*Quoted passage*

------------------------------------

Otherwise, you can find for your operating system here: http://code.google.com/p/chromium/downloads/list

Django and South

Salad plays nicely with both django and south, but doesn't require them.

Include the django steps and terrains into your steps and terrains, and you're all set. manage.py harvest and all of the lettuce goodies should just work.

Gotcha alert: If you're serving static media with staticfiles, you'll want to pass -d to harvest, to run in debug mode (and enable static media.)

The built-in steps are a helper, not a crutch

Cucumber and salad make BDD beautiful by allowing us to write tests in natural, human language. Please don't let salad's built-ins drive how your tests read. They're there for convienence, if the syntax they use fits your scenario's needs. One of the great gains of gherkin syntax is the ability to make a scenario that reads then I should see that I'm logged in. Don't lose that beauty!

Using Just Lettuce

Older versions of salad were executed via the lettuce command. This still works and is an option, but in order for this to work you must include a steps.py file containing from salad.steps.everything import * and a terrains.py file containing from salad.steps.terrains import * in your features folder.

Updates and Roadmap

Roadmap

We use salad to test our projects, and it's a fairly new component. As such it'll continue to evolve and improve. There's not a specific development map - anything that makes it easier and faster to write BDD tests is on the table. Pull requests are welcome!

0.5 (Planned)

  • SALAD_SUBJECT_GLOSSARY - allows project specific extensions to the subjects. For example, you could map 'the submit button' to 'the element with the css selector ".submit_btn"', and use it for clicks, mouseovers, etc without having to write a specific step for each permuation.

Recent updates (full log in CHANGES)

0.4.14

  • Switched to my fork of lettuce, which properly sets up a test database. Will switch back to trunk lettuce once it's merged in!
  • Fixed django imports

0.4.12 (and up to it)

  • Bugfix of db install for mysql, and other dbs. Generally works now!
  • Version bump

0.4.8

  • Bugfix of django teardown.

0.4.7

  • Travis-ci integration.

0.4.6

  • Consistent grammar on link-finding.
  • Fixed Django + Postgresql support.
  • Lots more keys tested.

0.4.4

  • South migrations are now based on SOUTH_TESTS_MIGRATE

0.4.3

  • Steps for iFrame context switching added.

0.4.2

  • Fixed up the cancel prompt code
  • Clarified attribute regex to properly match.
  • Moved js test to local files (no internet connection needed.)

0.4.1

  • Bugfix in finding element code for single links.

------------------------------------

*Data block*

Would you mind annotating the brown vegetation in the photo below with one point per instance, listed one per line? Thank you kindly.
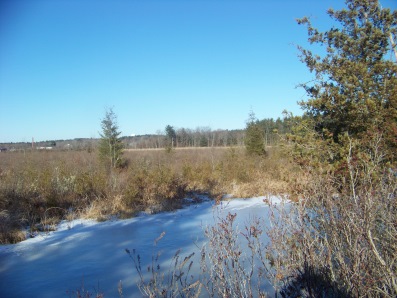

------------------------------------

*Tasks for this exercise*
• 1. Reproduce verbatim the portion of the salad documentation that begins at the words "We use salad" and stops after the words "requests are welcome!".
• 2. Write the next part of the salad documentation, picking up right after its final line.

*Responses*
• 1.
We use salad to test our projects, and it's a fairly new component. As such it'll continue to evolve and improve. There's not a specific development map - anything that makes it easier and faster to write BDD tests is on the table. Pull requests are welcome!

• 2.
0.4

  • Massive upgrade to the included steps. There are now steps for almost everything you can do in splinter, with friendly, consistent syntax!

  • Features written for all of salad's steps. That's 100% test coverage, folks!

  • browser steps are now a module, organized by the area of interaction (forms, mouse, etc). import steps.browser will still behave as before.

  • Future-proofing: I access the url is now deprecated in favor of the friendlier I visit the url. "visit", "access" and "open" will all be valid actions for visiting a web page going forward.

  • Backwards-incompatable: should see "some text" has changed meaning.

    • If you mean this text should appear somewhere in the HTML for this page, use should see "some text" somewhere in the page.
    • If you mean the element that I am about to describe should be in the page and be visible, use should see <subject>
    • Note: Backwards-incompatable changes will not be the norm around here - at the moment, I'm fairly sure I know everywhere salad is being used, so I'd rather make the jump and get things right. Future backwards-incompatible changes will go through a deprecation schedule.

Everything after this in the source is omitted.